**ASSIGNMENT:**
In the records below, begin at the line containing "indicate the conifer" and end at the line containing "indicate the gray"; quote every line in that span exactly, including both boundary lines, and no others.

___ THE DATA ___

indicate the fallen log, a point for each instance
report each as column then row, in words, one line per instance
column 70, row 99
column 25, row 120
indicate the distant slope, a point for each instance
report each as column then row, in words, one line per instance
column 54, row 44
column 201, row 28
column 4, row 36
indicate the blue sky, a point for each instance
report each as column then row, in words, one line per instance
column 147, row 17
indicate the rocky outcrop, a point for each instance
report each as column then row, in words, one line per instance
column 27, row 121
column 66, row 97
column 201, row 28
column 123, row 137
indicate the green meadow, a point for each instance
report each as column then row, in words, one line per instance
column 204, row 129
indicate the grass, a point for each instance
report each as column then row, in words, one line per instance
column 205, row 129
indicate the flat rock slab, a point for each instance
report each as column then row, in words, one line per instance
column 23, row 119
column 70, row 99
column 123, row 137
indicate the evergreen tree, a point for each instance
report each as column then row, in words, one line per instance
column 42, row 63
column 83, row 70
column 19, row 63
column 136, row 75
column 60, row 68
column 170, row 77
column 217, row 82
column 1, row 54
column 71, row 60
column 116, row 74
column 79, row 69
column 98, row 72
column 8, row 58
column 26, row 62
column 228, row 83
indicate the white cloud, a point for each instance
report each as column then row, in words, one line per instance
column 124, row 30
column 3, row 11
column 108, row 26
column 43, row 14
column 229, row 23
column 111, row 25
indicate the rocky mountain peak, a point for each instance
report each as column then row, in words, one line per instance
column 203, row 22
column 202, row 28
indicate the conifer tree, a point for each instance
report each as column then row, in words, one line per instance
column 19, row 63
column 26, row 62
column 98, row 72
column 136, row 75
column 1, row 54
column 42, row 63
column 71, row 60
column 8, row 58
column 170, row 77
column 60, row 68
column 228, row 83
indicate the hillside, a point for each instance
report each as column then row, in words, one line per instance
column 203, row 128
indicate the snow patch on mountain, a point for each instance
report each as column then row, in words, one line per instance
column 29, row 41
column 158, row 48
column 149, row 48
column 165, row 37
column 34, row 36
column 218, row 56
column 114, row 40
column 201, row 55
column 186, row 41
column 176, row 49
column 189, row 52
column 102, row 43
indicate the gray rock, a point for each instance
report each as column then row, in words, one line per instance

___

**RESPONSE BELOW:**
indicate the conifer tree, a point for each instance
report each as column then row, in words, one line per instance
column 19, row 63
column 26, row 62
column 98, row 72
column 136, row 75
column 1, row 54
column 42, row 63
column 71, row 60
column 8, row 58
column 170, row 77
column 60, row 68
column 228, row 83
indicate the hillside, a point for each instance
report each as column then row, in words, one line per instance
column 203, row 128
indicate the snow patch on mountain, a point for each instance
report each as column then row, in words, one line per instance
column 29, row 41
column 158, row 48
column 149, row 48
column 165, row 37
column 34, row 36
column 218, row 56
column 114, row 40
column 201, row 55
column 186, row 41
column 176, row 49
column 189, row 52
column 102, row 43
indicate the gray rock, a point for each instance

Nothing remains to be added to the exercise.